Part of a data file
BEGIN

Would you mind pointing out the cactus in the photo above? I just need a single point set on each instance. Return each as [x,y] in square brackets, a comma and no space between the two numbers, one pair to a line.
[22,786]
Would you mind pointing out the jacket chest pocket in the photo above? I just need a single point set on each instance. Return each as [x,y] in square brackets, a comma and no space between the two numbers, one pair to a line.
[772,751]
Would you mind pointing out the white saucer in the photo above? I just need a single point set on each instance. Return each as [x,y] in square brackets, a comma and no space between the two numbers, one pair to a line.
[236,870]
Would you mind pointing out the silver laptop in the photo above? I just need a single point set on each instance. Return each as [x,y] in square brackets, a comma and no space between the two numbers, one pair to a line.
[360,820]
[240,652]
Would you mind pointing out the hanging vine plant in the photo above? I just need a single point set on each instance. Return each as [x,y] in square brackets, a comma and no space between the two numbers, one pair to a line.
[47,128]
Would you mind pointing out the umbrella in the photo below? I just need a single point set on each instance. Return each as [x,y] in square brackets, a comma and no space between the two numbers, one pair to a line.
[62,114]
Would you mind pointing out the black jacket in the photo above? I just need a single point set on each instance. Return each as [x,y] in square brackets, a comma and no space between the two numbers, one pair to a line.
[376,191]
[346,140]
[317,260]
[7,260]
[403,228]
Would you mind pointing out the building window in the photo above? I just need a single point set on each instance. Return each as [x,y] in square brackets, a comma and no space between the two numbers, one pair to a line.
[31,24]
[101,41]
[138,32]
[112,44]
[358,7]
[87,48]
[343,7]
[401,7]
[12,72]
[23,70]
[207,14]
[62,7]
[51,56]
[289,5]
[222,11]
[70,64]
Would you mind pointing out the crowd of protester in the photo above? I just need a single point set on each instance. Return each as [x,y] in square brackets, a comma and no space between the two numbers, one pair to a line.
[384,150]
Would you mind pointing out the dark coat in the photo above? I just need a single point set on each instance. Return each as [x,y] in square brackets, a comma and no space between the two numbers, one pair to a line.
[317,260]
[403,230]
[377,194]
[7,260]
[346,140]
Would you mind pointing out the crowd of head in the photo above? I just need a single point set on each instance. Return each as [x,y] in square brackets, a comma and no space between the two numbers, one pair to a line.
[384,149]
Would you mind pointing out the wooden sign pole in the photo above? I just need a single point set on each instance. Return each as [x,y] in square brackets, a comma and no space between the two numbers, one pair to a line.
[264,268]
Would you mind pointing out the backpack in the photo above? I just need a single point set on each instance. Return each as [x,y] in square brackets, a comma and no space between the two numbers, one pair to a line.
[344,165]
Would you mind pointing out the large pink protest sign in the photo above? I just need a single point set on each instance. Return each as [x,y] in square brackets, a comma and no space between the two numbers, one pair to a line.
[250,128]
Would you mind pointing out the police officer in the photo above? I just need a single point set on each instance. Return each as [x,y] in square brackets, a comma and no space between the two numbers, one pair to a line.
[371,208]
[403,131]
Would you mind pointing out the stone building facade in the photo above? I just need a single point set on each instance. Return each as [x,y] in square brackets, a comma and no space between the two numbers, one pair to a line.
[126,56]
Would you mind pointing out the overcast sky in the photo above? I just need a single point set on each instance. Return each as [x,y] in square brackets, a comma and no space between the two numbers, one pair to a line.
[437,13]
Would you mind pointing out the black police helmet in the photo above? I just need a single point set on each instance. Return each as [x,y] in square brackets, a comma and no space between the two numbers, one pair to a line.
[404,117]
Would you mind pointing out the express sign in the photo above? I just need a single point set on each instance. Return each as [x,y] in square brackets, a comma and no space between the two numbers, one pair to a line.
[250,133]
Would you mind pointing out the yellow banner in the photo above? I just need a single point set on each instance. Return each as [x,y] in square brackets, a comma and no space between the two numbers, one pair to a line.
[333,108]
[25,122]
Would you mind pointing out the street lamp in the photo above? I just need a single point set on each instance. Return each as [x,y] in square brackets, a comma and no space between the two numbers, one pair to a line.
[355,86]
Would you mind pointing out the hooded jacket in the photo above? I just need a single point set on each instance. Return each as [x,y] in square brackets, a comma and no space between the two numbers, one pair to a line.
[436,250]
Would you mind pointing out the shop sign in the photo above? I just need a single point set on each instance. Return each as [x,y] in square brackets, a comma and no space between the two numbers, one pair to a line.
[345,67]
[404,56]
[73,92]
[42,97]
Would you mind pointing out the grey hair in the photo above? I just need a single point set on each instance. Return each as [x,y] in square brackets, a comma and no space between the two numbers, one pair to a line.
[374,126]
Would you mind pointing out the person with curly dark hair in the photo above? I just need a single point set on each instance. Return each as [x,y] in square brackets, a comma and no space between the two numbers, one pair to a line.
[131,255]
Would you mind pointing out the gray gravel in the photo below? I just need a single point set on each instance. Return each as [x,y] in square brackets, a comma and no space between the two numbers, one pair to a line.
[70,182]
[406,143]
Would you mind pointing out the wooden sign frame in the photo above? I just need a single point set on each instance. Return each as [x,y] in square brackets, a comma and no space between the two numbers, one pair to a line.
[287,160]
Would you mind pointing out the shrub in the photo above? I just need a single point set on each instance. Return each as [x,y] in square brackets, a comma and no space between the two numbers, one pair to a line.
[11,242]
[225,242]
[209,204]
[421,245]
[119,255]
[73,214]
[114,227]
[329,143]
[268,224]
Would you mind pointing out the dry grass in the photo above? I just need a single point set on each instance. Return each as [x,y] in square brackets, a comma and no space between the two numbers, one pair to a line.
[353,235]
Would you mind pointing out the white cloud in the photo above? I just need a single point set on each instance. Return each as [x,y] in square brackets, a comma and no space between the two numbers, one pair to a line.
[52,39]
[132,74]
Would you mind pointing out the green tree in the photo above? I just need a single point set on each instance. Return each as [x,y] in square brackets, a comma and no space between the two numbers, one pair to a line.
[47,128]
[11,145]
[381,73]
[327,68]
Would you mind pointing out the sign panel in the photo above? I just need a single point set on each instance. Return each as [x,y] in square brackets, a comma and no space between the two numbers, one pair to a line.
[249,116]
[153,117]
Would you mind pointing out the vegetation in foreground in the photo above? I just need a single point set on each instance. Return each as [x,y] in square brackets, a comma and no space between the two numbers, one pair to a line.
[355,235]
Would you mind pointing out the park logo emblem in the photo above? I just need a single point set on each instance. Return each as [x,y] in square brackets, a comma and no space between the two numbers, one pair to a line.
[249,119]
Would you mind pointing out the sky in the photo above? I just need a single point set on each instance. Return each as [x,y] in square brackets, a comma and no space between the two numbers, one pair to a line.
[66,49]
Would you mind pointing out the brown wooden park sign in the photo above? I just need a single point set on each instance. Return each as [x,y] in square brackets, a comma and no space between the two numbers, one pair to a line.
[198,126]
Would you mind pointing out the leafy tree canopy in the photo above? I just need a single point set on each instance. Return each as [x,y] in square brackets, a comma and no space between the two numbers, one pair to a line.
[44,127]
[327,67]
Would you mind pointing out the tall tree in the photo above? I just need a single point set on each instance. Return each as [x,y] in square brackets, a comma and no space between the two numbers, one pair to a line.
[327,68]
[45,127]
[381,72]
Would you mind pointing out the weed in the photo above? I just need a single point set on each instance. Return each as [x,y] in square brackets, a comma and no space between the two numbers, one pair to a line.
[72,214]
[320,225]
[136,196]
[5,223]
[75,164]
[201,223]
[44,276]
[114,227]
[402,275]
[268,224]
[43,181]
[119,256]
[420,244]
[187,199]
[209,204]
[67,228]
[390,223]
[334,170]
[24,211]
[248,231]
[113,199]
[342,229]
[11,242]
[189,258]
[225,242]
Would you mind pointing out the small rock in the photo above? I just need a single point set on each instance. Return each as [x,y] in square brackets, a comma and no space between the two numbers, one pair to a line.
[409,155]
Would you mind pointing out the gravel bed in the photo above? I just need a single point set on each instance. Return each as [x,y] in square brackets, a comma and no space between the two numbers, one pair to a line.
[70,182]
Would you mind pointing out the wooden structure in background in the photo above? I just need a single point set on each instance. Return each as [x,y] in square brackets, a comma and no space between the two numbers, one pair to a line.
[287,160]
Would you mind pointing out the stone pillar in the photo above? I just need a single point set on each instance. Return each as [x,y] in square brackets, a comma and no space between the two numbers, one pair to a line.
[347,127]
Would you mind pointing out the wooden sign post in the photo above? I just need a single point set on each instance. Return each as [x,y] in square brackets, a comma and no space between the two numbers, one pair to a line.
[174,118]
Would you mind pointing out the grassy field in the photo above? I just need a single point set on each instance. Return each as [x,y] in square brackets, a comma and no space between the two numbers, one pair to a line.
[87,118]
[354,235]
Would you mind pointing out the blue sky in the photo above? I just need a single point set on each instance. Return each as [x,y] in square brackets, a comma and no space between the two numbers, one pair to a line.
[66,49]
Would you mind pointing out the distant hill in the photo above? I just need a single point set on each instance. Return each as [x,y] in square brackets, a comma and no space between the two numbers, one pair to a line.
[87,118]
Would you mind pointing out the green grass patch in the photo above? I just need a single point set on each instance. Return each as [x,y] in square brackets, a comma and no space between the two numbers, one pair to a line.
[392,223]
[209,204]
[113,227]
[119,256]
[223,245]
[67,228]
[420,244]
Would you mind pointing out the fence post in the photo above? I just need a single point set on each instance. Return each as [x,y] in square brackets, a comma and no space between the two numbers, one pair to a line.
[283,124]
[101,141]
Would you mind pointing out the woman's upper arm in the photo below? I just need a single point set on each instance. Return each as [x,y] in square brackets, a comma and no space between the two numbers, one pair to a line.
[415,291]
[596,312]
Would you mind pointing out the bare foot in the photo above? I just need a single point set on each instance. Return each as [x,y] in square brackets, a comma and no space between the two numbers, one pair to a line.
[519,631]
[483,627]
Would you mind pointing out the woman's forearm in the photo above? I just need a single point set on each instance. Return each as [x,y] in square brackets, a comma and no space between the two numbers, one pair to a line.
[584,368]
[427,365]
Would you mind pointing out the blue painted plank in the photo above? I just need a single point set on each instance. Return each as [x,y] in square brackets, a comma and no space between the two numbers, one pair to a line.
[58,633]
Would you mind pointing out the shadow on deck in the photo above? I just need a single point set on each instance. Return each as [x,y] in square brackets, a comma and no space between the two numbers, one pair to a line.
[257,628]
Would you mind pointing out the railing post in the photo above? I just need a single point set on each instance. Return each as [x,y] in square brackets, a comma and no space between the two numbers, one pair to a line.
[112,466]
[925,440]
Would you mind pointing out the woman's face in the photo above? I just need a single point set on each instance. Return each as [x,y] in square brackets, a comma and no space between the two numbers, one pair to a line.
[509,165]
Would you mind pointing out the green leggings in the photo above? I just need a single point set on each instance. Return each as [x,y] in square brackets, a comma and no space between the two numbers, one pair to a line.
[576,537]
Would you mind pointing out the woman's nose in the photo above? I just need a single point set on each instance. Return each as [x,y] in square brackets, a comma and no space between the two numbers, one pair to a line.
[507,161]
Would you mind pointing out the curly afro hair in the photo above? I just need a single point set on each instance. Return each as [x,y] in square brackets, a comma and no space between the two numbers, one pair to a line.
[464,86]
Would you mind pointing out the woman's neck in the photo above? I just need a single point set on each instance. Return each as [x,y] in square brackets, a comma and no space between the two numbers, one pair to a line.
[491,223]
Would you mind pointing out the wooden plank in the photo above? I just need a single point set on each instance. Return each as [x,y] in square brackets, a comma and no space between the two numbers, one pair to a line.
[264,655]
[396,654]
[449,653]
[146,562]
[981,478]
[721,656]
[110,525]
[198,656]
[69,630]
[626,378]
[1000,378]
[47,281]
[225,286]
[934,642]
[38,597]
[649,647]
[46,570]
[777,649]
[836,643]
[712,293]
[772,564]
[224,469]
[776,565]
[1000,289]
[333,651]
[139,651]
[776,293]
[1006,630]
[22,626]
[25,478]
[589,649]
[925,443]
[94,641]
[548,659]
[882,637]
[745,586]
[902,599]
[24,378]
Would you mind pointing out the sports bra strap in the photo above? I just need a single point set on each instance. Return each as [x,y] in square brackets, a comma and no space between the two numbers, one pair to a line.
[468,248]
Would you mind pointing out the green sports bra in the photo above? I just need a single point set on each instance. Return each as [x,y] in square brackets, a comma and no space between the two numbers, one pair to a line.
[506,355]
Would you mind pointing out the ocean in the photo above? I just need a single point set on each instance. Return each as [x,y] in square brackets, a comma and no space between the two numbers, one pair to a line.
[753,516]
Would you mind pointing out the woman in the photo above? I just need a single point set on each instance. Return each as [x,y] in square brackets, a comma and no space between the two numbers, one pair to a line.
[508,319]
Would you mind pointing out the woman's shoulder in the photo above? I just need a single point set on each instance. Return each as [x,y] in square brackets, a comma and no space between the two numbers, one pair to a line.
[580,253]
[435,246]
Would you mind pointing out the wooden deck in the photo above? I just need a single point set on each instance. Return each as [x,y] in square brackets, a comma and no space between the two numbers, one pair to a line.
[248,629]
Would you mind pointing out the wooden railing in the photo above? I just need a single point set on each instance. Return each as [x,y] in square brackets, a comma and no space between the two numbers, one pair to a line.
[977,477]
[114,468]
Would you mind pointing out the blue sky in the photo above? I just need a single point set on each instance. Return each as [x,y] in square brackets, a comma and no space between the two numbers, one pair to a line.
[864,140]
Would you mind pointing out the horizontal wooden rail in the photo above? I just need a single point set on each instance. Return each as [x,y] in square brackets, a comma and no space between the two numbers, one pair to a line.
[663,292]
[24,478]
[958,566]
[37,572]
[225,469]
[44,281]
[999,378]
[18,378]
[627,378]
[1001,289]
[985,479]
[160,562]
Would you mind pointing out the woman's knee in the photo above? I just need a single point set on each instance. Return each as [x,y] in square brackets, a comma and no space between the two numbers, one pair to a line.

END

Given instruction :: Locate "Would you mind pointing out the wooden deck" in the data above. Then repeat, exactly, its line and each line after it through the last, adding nothing.

Complete answer ::
Would you mind pointing out the wooden deck in the photo above? I just need a single point set on each instance. Return each as [x,y] in square brackets, a comma and no space between the two numbers, one pair to a line.
[248,629]
Would you mind pointing out the wooden railing in the photo above? I just need a single point set on each instance. Return each as [x,y] in square brackets, a comma and no space between the two numbers, one pair to a line.
[977,477]
[114,468]
Would you mind pointing out the blue sky in the photo above? I just need a single point set on each instance. Return each as [x,y] in square brackets, a comma and no space between the two numbers, one pair to a line.
[864,140]
Would you mind pointing out the horizontal wooden rail in the photo above? I just need a single point set on each instance. Return each as [x,y] in square brackets, a comma and no space between the two numbers, one pair to a line.
[663,292]
[24,478]
[958,566]
[37,572]
[225,469]
[44,281]
[999,378]
[18,378]
[627,378]
[1001,289]
[985,479]
[160,562]
Would you mind pointing out the woman's knee in the photo above? I just need a single point set on each instance. Return each as [x,y] in square brackets, a comma and no space between the two numbers, one pair to a line.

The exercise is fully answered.